**Exercise task:** Revise the data from the line that contains "wanted | a marker on every instance of the bird's" through the line that contains "target: bird's eye", replacing "marker" with "pin" and keeping everything else unchanged. Reproduce only those lines, and omit the picture from the answer.

**Task inputs:**
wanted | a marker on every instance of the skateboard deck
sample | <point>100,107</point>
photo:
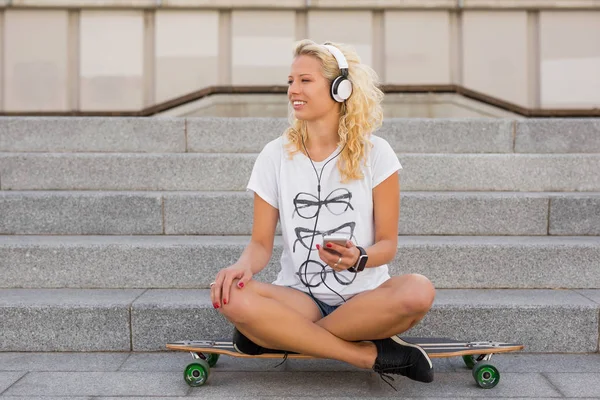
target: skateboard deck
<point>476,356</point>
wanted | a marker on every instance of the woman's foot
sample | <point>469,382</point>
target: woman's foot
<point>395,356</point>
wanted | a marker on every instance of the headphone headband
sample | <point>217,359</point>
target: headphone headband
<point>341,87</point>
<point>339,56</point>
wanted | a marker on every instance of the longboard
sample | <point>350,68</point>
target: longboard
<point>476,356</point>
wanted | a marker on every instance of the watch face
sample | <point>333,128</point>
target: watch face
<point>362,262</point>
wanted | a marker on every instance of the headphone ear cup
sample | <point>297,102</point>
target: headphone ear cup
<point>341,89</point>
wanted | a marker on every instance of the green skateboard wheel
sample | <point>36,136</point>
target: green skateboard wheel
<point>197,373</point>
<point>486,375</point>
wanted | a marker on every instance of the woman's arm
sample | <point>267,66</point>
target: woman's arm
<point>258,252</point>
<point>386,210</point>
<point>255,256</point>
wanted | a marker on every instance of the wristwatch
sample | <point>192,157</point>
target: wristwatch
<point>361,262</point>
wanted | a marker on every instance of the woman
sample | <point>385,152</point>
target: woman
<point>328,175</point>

* * *

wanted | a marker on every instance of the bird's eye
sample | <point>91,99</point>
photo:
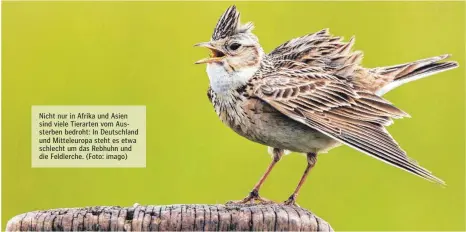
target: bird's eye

**Reply to the task:**
wanted | a pin on every instance of the bird's eye
sample | <point>91,99</point>
photo:
target: bird's eye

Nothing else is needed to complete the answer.